### [REQUIRED WORK]
Please pick up the piece on money and the rise of civilization where it stops, and keep writing from there.

### [QUOTED TEXT]

───

Societies based on money seems to be unnatural and "inhuman" for it is only there to create an economy and financial based live?
Societies are not "based on" money. Money is a technology that helps civilization function.
In the Neolithic era, before civilization, people lived in small farming villages where everybody knew everybody. Very nearly all work was oriented toward some aspect of survival: caring for cultivated plants and domesticated animals, taking up the nutritional slack with hunting and gathering expeditions, standing watch to keep the predators and scavengers away, building dwellings and their spartan furnishings, tanning hides, preserving meat, setting broken bones, caring for the sick, making clothes, cooking utensils and tools.
There was no concept of "income" and "expense." Everyone pitched in to help everyone survive. The tiny surplus of resources made possible by the modest division of labor and economy of scale of the "economics" of the village was lavished on community-oriented "discretionary spending," such as brewing beer or wine, making and playing musical instruments, decorating clothes and other artifacts and carving a few art objects.
No one "traded" goods and services; it was basically one gigantic extended family. Everyone worked as hard as they could and hoped that, in aggregate, the villagers could produce enough to satisfy everyone's basic needs with an occasional frivolity.
The invention of civilization, literally "the technology of city-building," enormously increased the effectiveness of economy of scale and division of labor. There was now a significant surplus of labor and other resources, and discretionary spending could now be allocated to personal pleasures such as bathing, travel, theater. City life also presented its inhabitants with new levels of practical products that were not quite necessities but not quite luxuries, such as more comfortable furniture, warmer clothing, sturdier shoes, tastier food, glass windows, animals for riding and not just eating and plowing, and professional instructors in the crafts. The multi-stage processes of building houses, clothing and other artifacts added an additional complexity to the city "economy."

───

### [DATASET CONTENT]
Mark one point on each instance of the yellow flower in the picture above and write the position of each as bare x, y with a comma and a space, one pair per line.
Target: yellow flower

───

### [OUTPUT OF THE EXERCISE]
People were no longer simply taking their shoes from the village cobbler or dipping their mug in the village beer barrel under the watchful eyes of their village-mates. Several craftsmen collaborated on the building of a house or wagon. When it was done, the mason needed a new parka, the carpenter needed to refill his wine jug, and the glazier wanted to give his musically talented daughter a lute. The chain of supply and demand became complicated, so they couldn't just walk into the bazaar on Saturday morning and efficiently exchange their goods and services directly for goods and services of equivalent value. Record-keeping became necessary, and the earliest writing systems were often devised for accounting records.
But something else happened. People began stockpiling inventories of their goods, and scheduling future uses of their services. At the same time, the tanner or the luther might complete a project and not need anything from the bazaar just yet. This is the definition of surplus wealth or "capital": the existence of more productivity than can be traded at the current time for the existing surplus of product. The city needed to maintain records of the surplus owned by each individual, so they could trade it for something they wanted at a later time. And it would make life much easier if the value of all goods and services could be standardized so that each person would not have to remember how many pairs of boots had the equivalent value of a house of a particular size.
Voilà, money was invented. Conveniently-sized bits of metal were inscribed with the number of "pounds" or
yuan ("circles") of surplus wealth they represented. As the technology of metallurgy spread and it became possible to create counterfeit brass coins, they started making them out of silver or gold, which are so rare that they were not easy to obtain for counterfitting purposes. Later on, paper money was invented that was less cumbersome to store and even harder to counterfeit.
So, civilization is not based on money. Every dollar of money represents a dollar's worth of goods or services that are more-or-less readily available to purchase with it. It's the fantastic amount of surplus productivity that defines modern industrial and post-industrial civilization, the fact that more than half the human race can practice "discretionary spending" and trade their labor for more than the basic necessities of life.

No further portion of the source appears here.